ИСХОДНЫЙ ТЕКСТ:

►

Вечером я уезжаю в Москву и, пробыв там несколько дней, возвращаюсь в полк.
Прочитав эту короткую новеллу, никто не посмеет упрекнуть автора в том, что он, как выражался давний зощенковский герой, «описывает, холера, переживания». О переживаниях вроде бы тут ни слова. И в то же время основным предметом повествования тут являются именно переживания, то есть то, что происходит в душе человека. Эта крошечная история, изложенная словно бы одними глаголами, передающими исключительно физические действия («Я подхожу и обнимаю...», «Она смотрит на часы и вскрикивает от страха...», «Кисло улыбаясь, муж смотрит на меня...», «Я молча киваю головой...», «Я посылаю Тате записку...», «Я уезжаю в Москву и... возвращаюсь в полк...»), по сути дела, представляет собой психологическую новеллу в самом прямом и точном смысле этого слова. Это история, повествующая о том, как человек не смог переступить через несчастье другого человека. Иными словами, это рассказ о тех самых «переживаниях», о которых так проникновенно говорил Достоевский в своей пушкинской речи. О тех самых переживаниях, которые с такой удивительной психологической тонкостью передал Толстой в знаменитой обмолвке Каренина — «...пеле... пелестрадал».
Дело, разумеется, не в самой истории, а в тех свойствах личности автора, на которые она бросает свет.
Тут нам придется вновь вспомнить Гоголя: «Собрать и изложить... непреодолимое и доказать, что точно никакими силами нельзя преодолеть его».
То, что для другого оказалось бы сущим пустяком, на что этот «другой» и внимания бы даже не обратил, для героя (и автора) этой новеллы оказалось непреодолимым.
Тут — самый нерв разбираемой нами психологической коллизии, в основе которой лежит трагическая антиномия. Человек, искренне убежденный, что интеллигенты живут «по-выдуманному», а жить надо совсем иначе, — при первой же попытке отбросить прочь все это лишнее, «накрученное», терпит крах. Оказывается, что для него это — недостижимо. Другой, может, и смог бы. А он — не может. И в этой антиномии, в этой разорванности сознания и коренится причина его душевных страданий, не покидающей его постоянной тоски.

◄

ЗАДАНИЕ A: Переведите на английский язык следующее предложение из текста о психологической новелле: «Дело, разумеется, не в самой истории, а в тех свойствах личности автора, на которые она бросает свет».
ЗАДАНИЕ B: Подхватите рассуждение о психологической новелле и продолжите его, начиная сразу после последнего предложения.
Записи, приведённые далее, представляют собой отдельный материал.

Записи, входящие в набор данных
►

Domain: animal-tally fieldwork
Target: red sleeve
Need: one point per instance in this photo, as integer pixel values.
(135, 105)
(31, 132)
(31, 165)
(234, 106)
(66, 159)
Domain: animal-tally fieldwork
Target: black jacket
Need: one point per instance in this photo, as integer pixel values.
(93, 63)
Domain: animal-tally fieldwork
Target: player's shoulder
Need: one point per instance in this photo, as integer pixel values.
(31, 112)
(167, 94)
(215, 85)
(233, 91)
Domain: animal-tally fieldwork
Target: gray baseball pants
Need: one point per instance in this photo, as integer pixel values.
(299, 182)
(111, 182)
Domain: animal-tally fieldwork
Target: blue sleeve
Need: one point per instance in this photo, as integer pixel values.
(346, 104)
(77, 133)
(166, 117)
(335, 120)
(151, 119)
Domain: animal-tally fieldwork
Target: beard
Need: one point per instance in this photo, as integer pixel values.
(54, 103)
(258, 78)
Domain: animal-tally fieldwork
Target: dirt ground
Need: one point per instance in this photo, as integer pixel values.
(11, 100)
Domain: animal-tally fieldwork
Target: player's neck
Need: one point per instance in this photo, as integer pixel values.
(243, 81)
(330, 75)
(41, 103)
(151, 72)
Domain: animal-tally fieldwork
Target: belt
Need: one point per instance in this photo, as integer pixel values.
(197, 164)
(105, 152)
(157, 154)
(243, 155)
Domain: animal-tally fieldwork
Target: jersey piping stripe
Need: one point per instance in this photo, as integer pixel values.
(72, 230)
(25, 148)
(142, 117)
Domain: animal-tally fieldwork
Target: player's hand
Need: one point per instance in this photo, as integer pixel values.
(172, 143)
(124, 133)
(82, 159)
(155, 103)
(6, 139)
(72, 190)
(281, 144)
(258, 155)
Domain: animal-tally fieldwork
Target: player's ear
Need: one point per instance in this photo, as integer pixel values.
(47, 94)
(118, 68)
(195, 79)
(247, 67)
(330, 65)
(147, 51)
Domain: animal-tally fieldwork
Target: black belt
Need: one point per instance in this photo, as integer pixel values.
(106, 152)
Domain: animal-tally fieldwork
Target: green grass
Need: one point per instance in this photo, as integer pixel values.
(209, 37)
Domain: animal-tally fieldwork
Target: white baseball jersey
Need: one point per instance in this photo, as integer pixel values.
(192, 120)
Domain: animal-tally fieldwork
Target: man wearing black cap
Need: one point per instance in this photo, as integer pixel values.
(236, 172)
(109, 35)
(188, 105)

◄

ОТВЕТ A: The point, of course, is not the story itself but those qualities of the author's personality on which it sheds light.

ОТВЕТ B:
Все эпизоды, все автобиографические новеллы, образующие художественную плоть книги Зощенко «Перед восходом солнца», выстраиваются в некий единый сюжет. Каждая из этих «моментальных фотографий» дает нам еще одно, новое подтверждение той самоочевидной истины, что сделанная Михаилом Зощенко ставка на нормального человека не удалась. А некоторые из этих эпизодов даже и объясняют, почему с таким человеком, каким был он, эта ставка изначально была обречена на провал.
Книга представляет собой как бы два встречных потока. Один поток — это философия автора, подтверждением истинности которой должны служить различные эпизоды его жизни и анализ этих эпизодов. Другой поток — художественная логика самих новелл, постоянно вступающих в кричащее противоречие с этой авторской философией, последовательно и неумолимо опровергающих ее.
Как бы ни открещивался Зощенко от Фрейда, вся философия его целиком укладывается в предложенную классическим фрейдизмом модель духовной жизни человека.
Модель эта, как я уже говорил, держится на допущении, что все более высокие и сложные формы бытия непременно должны быть сведены — без остатка — к некоему простейщему началу.
Тут надо сказать, что в этой своей попытке Зощенко был не одинок. Тот же путь избрали для себя многие его современники.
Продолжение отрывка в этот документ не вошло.